[SOURCE MATERIAL]

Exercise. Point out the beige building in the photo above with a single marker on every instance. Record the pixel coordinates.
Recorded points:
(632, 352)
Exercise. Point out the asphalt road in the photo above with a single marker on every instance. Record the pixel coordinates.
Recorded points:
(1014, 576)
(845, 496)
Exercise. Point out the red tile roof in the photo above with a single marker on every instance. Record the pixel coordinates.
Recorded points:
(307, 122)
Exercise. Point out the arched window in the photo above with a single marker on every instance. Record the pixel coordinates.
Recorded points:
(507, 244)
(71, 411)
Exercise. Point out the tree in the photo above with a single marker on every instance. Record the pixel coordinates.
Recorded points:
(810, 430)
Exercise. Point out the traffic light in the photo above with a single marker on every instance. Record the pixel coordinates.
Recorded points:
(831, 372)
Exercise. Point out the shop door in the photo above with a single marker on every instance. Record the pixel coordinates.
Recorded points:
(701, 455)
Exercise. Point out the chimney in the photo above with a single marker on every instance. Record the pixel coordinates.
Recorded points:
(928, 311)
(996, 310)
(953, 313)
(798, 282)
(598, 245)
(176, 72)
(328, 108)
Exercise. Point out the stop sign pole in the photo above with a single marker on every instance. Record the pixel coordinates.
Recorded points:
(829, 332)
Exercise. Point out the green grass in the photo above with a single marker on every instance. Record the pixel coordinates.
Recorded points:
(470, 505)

* * *

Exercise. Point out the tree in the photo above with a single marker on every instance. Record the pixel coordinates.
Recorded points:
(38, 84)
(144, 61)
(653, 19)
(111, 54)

[EXERCISE PROMPT] Search the data for the string "marker" and copy out every line where it is found.

[ANSWER BOX]
Exercise. Point out the beige building in the photo above with a single marker on every instance. Record the pixel coordinates.
Exercise. Point out the asphalt road in the photo above with a single marker on every instance. Record the pixel coordinates.
Exercise. Point out the red tile roof in the photo above with a single marker on every instance. Record the pixel coordinates.
Exercise. Point out the arched window in the photo above with a single marker on every instance. Record the pixel coordinates.
Exercise. Point out the tree in the photo above with a single marker on every instance. Record the pixel coordinates.
Exercise. Point out the traffic light in the photo above with a single marker on every instance. Record the pixel coordinates.
Exercise. Point out the shop door in the photo above with a single marker on every instance. Record the pixel coordinates.
Exercise. Point out the chimney in the photo above with a single marker on every instance. Record the pixel coordinates.
Exercise. Point out the stop sign pole in the photo above with a single marker on every instance. Record the pixel coordinates.
Exercise. Point out the green grass in the photo above with a single marker on every instance. Record the pixel coordinates.
Exercise. Point out the tree in the photo above with a single marker on every instance. Record the pixel coordinates.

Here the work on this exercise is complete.